▸ WHAT THE EXERCISE ASKS:
From the article on triplet labeling, write out the passage between "In order to make" and "the triplet method.", inclusive, swapping "hand-drawn digits" for "handwritten digits".

▸ PAGE TEXT:
☆ ☆ ☆ ☆ ☆
Improving Qualitative Analysis with Triplet Labeling

Quinn Hubbarth, December 16, 2020

Qualitative analysis is a useful method to find themes in many different forms of data, and traditional methods of research can be significantly improved with machine learning. Qualitative research with machine learning is a difficult challenge, and a large problem associated with qualitative research is labeling data. Because qualitative data is hard to generate on a large scale, it often requires a lot of effort from researchers to label the data for analysis.

For a little over a year, our research team has focused on creating a machine learning method for qualitative research that alleviates this burden on the researchers. This semester, we’ve tried to help researchers by developing a method that doesn’t require researchers to have a fixed set of labels before doing analysis. This allows researchers to focus on the ideas they’re trying to explore rather than having a set of codes to adhere to. One method we thought would solve this problem was triplet-constrained representation learning. In this method, researchers look at 3 different datapoints, a, b, and c. The researcher then must determine if datapoint a is more similar to b than c according to some high-level criteria that the researcher defines in advance. This is a simple way for the researcher to label data quickly, because the researcher only needs to provide a “true” or “false” label and the triplet formulation resolves a lot of the ambiguity present when evaluating similarity between only two examples. This also fixes issues with the data understanding because the researchers no longer need to try to find important relationships in the data beforehand, as researchers can determine relationships while labeling the data. The example below shows how this works for labeling triplets of hand-written digits where two images are considered similar if they represent the same digit:

Figure 1

Figure 1

This article will outline the work we’ve done this semester to implement this new method, as well as the next steps we need to take to improve it. So far, we’ve tested the method on the popular MNIST dataset of hand-written digits (see figure below), and we’ve gotten some promising results. However, more improvements need to be made to reduce the required number of labeled triplets, and this article will detail some of the improvements we’ve been working on.

Figure 2

Figure 2

Simulating with MNIST

In order to make sure that the triplet labeling method is effective for machine learning, we wanted to test it on a relatively simple dataset: MNIST hand-drawn digits. We developed, trained, and tested a neural network model that learned to classify MNIST images to test the triplet method.

How does the neural network train on these images?

In order to use MNIST images in a triplet-based neural network model, we needed to create a dataset that has random triplets of images for our model to receive and evaluate (see figure 2). This allows the neural network to receive triplets as datapoints, evaluate whether image a is more similar to image b than image c, and train the model to predict this. To train the model, the neural network first encodes each image in the triplet as a sequence of numbers. Then, the model computes a distance between images a and b and images a and c. Finally, the model uses these distances to make a prediction about whether a is more similar to b than c (see figure 3). Based on whether the prediction is correct or incorrect, the model will update to become more accurate.
☆ ☆ ☆ ☆ ☆
Image object location lines
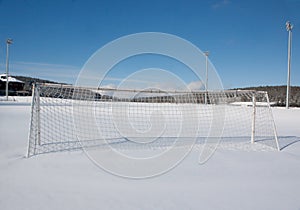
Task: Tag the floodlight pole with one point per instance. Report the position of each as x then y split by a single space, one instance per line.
8 42
206 76
289 28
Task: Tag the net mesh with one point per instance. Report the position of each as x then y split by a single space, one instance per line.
66 118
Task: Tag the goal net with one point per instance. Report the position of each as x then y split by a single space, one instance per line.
65 117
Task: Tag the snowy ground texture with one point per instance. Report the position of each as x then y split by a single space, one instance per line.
231 179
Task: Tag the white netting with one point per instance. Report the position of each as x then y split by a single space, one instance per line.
67 118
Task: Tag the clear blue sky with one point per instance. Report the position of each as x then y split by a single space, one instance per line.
247 40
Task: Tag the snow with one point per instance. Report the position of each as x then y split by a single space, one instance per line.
231 179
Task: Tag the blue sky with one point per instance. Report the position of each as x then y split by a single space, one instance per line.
247 40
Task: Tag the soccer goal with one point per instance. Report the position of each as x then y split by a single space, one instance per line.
65 117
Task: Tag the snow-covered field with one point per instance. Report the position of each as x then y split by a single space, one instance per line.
231 179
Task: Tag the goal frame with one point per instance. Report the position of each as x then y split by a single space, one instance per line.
36 119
☆ ☆ ☆ ☆ ☆
▸ EXERCISE OUTPUT:
In order to make sure that the triplet labeling method is effective for machine learning, we wanted to test it on a relatively simple dataset: MNIST handwritten digits. We developed, trained, and tested a neural network model that learned to classify MNIST images to test the triplet method.